> Problem to solve
Answer these questions using the forum thread below.
(a) What name is suggested for a clothing line or store for stylish dads?
(b) In the story about the shared flat, what had someone dropped on the stairs?
(c) According to the standing rule, what would happen to the tenants if the old man on the top floor died?

80s style PSAs about the importance of googling things

my jaw left (Hurting 2), Monday, 17 November 2014 12:33 (nine years ago) link

Taco Coma Va

Piss-Up Artist (dog latin), Monday, 17 November 2014 12:43 (nine years ago) link

Tacoma Taco Coma Mama

my jaw left (Hurting 2), Monday, 17 November 2014 14:12 (nine years ago) link

clothing line/store for stylish dads called Miami Dad County

my jaw left (Hurting 2), Wednesday, 26 November 2014 16:40 (nine years ago) link

thats a great idea

✓ out this insane nakh yall (gr8080), Wednesday, 26 November 2014 16:54 (nine years ago) link

love it

difficult-difficult lemon-difficult (VegemiteGrrl), Wednesday, 26 November 2014 17:25 (nine years ago) link

Know what fathers and that metro have in common? They both enjoy home rule.

</Dade_joke>

pplains, Thursday, 27 November 2014 01:38 (nine years ago) link

I used to share a flat with four other people in a house in Central London that had been split into separate flats, one per floor. The landlord didn't live there, but the flat on the top floor was occupied by a really old guy who was one of his relatives. The landlord wanted to sell the house, but couldn't, because for whatever reason he'd agreed to let this relative live there. There was a standing rule that if this old guy died, all the tenants would be evicted, so that the landlord could sell up.
One time, I came home from work, and on the carpet going up the stairs there were red stains and broken glass. As I got further up the stairs, I realised that someone had dropped a jar of raspberry jam, but my first thought was "oh shit, the old guy's dead and we're all going to get evicted!".
So my terrible idea is a black comedy sitcom where the landlord keeps trying to have the old guy discretely bumped off, when actually he's already died from extreme old age, and the tenants are trying to make it look like he's still alive 'Weekend At Bernie's' style.

> Records contained in a dataset
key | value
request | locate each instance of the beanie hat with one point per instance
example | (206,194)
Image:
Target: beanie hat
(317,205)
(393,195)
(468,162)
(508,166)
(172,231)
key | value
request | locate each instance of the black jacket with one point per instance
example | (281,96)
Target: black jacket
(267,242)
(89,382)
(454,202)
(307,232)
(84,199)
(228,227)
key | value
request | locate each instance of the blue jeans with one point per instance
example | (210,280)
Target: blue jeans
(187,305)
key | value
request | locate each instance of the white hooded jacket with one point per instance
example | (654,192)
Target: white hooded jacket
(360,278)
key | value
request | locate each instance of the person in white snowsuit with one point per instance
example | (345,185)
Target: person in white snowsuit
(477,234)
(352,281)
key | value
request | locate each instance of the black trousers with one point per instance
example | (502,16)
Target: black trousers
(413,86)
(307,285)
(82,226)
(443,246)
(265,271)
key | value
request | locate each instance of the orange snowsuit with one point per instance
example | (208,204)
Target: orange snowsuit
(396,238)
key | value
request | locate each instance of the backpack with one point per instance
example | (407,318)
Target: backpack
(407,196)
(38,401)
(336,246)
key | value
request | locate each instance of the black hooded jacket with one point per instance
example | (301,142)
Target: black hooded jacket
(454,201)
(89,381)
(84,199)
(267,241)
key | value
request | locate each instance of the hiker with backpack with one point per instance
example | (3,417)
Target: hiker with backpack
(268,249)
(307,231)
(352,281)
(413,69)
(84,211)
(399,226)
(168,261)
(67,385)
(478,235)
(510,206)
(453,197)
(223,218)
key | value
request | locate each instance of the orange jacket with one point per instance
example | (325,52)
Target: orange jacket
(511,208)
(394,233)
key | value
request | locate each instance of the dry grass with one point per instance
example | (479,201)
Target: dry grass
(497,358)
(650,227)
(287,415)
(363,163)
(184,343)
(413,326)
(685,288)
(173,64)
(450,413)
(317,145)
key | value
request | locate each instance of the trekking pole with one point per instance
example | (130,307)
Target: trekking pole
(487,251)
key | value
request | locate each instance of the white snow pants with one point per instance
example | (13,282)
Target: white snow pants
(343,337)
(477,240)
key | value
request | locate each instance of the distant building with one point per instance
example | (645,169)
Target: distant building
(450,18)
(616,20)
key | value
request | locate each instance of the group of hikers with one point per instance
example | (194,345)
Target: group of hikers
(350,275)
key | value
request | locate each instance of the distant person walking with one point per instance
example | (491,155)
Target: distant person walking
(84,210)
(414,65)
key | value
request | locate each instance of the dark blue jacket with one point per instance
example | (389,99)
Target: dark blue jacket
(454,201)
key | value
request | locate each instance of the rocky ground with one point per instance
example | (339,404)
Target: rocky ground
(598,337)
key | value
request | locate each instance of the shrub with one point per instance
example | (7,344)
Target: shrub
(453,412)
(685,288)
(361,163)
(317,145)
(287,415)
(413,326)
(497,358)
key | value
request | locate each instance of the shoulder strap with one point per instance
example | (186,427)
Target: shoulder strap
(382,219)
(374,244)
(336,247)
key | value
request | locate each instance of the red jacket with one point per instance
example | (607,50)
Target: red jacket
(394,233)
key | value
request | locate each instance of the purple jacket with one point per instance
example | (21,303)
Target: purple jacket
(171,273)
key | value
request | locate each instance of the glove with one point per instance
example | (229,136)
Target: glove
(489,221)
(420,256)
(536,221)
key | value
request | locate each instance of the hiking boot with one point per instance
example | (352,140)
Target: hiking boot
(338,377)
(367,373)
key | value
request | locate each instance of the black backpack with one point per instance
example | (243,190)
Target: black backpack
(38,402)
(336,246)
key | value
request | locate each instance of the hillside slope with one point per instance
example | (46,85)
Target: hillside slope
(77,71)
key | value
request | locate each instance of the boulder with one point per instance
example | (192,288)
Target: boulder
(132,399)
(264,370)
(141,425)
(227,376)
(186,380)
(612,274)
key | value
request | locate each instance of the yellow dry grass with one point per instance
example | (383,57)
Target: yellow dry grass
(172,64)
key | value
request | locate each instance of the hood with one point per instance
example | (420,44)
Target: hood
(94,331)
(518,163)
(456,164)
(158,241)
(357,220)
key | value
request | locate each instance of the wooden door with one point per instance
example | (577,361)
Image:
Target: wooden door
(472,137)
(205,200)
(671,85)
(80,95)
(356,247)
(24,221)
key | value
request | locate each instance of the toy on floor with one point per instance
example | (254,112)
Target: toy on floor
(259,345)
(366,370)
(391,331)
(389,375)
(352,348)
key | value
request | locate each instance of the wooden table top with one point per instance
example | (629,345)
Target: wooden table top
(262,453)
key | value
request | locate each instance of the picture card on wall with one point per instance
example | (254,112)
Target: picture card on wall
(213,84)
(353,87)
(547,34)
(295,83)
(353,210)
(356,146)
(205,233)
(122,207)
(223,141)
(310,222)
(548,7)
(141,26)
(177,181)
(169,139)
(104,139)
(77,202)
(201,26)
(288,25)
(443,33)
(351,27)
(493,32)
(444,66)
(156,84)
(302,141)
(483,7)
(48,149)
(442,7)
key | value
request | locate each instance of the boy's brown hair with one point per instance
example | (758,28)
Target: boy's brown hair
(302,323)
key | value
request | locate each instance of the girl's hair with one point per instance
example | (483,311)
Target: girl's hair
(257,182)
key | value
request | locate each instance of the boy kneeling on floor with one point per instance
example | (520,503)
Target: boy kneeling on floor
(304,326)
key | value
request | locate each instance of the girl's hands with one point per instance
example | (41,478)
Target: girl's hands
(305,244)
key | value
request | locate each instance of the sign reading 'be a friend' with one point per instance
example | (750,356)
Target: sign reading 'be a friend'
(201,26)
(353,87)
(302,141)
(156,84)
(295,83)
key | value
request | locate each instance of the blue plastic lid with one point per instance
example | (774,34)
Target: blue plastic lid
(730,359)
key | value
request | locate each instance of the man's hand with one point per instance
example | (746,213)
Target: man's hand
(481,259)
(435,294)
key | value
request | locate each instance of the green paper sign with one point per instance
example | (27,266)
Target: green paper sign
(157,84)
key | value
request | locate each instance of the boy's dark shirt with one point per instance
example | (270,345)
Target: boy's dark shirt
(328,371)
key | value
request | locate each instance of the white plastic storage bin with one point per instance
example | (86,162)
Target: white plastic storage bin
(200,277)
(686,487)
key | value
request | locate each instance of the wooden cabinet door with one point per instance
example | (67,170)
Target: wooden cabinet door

> Written reply
(a) Miami Dad County
(b) A jar of raspberry jam
(c) They would all be evicted so the landlord could sell the house.